→ **Problem to solve**:
From the line containing "Expected content: man's hand." to the final line of the entries, every line is to be reproduced exactly; no other line belongs in the output.

▽

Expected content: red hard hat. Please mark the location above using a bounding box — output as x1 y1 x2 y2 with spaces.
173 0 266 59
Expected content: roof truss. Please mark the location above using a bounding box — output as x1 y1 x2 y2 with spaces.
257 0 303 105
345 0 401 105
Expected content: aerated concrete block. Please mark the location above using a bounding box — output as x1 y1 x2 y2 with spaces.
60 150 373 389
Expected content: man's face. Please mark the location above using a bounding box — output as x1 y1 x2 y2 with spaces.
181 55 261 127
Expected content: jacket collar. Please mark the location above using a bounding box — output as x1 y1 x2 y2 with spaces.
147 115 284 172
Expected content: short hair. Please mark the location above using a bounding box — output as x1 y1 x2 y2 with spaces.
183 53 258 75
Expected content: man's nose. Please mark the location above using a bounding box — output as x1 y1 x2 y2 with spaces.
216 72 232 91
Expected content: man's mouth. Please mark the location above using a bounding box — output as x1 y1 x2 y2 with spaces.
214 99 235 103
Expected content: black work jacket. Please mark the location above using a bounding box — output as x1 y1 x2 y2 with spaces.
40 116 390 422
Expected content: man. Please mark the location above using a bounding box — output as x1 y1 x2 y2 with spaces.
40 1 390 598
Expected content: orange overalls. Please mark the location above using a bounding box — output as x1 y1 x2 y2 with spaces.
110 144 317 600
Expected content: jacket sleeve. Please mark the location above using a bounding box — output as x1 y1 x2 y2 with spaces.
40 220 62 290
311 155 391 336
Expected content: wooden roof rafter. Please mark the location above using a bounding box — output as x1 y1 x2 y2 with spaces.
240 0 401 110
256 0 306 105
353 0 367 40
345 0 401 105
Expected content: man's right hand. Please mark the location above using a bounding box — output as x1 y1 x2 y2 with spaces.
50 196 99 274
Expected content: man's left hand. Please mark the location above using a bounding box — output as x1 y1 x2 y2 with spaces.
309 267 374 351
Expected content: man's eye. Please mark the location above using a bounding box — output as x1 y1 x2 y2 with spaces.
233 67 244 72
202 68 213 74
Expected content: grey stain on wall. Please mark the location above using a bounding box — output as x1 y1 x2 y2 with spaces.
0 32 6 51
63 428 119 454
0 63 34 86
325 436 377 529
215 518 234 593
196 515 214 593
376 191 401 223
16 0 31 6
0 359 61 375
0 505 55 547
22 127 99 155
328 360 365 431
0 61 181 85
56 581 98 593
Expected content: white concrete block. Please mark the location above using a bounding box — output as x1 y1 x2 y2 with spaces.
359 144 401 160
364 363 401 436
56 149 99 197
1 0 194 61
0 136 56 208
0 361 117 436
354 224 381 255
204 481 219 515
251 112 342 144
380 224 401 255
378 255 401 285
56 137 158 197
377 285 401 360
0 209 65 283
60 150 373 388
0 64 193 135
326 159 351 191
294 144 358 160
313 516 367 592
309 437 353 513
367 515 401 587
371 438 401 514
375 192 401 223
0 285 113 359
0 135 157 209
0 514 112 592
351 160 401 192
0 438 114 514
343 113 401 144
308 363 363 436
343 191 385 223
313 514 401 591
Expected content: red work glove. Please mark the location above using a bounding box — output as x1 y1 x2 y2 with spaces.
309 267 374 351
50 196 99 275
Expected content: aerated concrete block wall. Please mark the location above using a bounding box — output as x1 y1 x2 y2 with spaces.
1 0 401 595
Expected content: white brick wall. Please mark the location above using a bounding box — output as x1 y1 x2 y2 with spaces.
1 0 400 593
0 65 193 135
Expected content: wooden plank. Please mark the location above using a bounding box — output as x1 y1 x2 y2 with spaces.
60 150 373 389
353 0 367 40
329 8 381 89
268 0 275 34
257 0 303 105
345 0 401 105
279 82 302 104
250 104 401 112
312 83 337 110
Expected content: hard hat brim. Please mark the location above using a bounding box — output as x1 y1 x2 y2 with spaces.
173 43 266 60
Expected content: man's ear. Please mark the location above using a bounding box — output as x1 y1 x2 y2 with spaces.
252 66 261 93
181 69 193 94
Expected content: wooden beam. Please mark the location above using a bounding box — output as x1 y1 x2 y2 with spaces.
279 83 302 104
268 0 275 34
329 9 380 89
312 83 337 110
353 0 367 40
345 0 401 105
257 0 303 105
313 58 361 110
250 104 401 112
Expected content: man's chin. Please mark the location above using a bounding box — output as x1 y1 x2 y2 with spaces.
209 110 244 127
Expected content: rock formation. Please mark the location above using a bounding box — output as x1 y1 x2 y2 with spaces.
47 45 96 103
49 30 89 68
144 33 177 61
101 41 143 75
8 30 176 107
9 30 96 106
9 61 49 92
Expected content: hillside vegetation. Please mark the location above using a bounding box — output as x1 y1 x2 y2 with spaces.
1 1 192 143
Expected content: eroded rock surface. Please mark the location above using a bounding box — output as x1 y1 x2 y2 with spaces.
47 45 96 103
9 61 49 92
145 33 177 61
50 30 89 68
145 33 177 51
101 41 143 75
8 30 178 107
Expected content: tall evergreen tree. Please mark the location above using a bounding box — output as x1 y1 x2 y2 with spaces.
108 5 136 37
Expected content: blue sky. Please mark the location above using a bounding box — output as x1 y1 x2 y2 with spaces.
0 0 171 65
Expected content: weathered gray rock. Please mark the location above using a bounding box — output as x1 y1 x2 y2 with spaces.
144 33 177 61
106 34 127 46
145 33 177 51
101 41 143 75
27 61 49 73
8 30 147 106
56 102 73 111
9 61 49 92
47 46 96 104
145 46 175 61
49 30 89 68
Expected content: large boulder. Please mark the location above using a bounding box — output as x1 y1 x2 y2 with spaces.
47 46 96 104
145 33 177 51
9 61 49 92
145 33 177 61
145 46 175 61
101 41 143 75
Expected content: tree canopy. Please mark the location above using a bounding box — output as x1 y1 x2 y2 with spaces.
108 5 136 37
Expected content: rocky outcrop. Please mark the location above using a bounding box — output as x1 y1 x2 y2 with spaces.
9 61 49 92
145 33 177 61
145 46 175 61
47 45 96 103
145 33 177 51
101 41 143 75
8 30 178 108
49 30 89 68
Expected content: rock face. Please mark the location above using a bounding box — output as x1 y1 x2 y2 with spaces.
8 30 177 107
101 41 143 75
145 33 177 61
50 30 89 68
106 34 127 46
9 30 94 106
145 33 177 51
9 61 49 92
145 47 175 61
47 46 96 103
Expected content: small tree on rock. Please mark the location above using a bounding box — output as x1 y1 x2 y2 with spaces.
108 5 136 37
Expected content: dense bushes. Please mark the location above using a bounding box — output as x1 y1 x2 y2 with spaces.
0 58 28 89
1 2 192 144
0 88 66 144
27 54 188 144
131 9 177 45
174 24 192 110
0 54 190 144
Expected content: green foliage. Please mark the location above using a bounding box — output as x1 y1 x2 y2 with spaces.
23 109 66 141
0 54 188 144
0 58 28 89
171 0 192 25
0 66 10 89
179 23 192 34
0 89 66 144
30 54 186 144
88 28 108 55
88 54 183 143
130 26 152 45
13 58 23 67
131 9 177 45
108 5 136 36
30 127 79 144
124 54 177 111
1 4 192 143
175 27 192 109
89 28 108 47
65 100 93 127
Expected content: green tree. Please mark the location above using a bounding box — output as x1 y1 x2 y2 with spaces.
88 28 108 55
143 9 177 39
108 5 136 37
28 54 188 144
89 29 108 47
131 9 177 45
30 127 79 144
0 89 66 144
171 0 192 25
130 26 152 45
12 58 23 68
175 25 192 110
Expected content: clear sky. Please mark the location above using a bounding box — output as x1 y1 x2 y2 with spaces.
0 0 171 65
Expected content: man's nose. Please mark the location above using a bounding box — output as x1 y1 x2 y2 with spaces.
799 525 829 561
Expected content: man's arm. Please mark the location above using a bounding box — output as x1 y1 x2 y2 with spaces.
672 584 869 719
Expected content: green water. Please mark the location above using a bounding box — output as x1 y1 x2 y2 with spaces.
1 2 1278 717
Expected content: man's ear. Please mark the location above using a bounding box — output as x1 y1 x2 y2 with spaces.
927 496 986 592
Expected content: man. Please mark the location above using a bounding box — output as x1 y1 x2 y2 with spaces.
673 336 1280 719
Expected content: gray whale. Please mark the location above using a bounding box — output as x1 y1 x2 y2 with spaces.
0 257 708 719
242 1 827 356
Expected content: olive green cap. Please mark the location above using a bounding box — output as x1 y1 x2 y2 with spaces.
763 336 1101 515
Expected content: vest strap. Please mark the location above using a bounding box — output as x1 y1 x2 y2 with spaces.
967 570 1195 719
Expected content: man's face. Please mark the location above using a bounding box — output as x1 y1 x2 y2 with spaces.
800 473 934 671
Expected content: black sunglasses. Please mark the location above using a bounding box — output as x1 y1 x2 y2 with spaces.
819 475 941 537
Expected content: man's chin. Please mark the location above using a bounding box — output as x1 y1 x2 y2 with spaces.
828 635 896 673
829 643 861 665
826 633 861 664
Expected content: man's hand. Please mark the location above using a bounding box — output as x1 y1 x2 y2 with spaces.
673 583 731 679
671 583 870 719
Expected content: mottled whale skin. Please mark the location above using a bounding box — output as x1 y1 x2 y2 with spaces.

△

→ **Exercise response**:
Expected content: man's hand. Please mark the location above using a bounding box — output as x1 y1 x2 y2 with spaces.
673 583 731 679
671 583 870 719
Expected content: mottled whale skin. Please mark the location above using a bounding box — output as x1 y1 x2 y2 with spaces.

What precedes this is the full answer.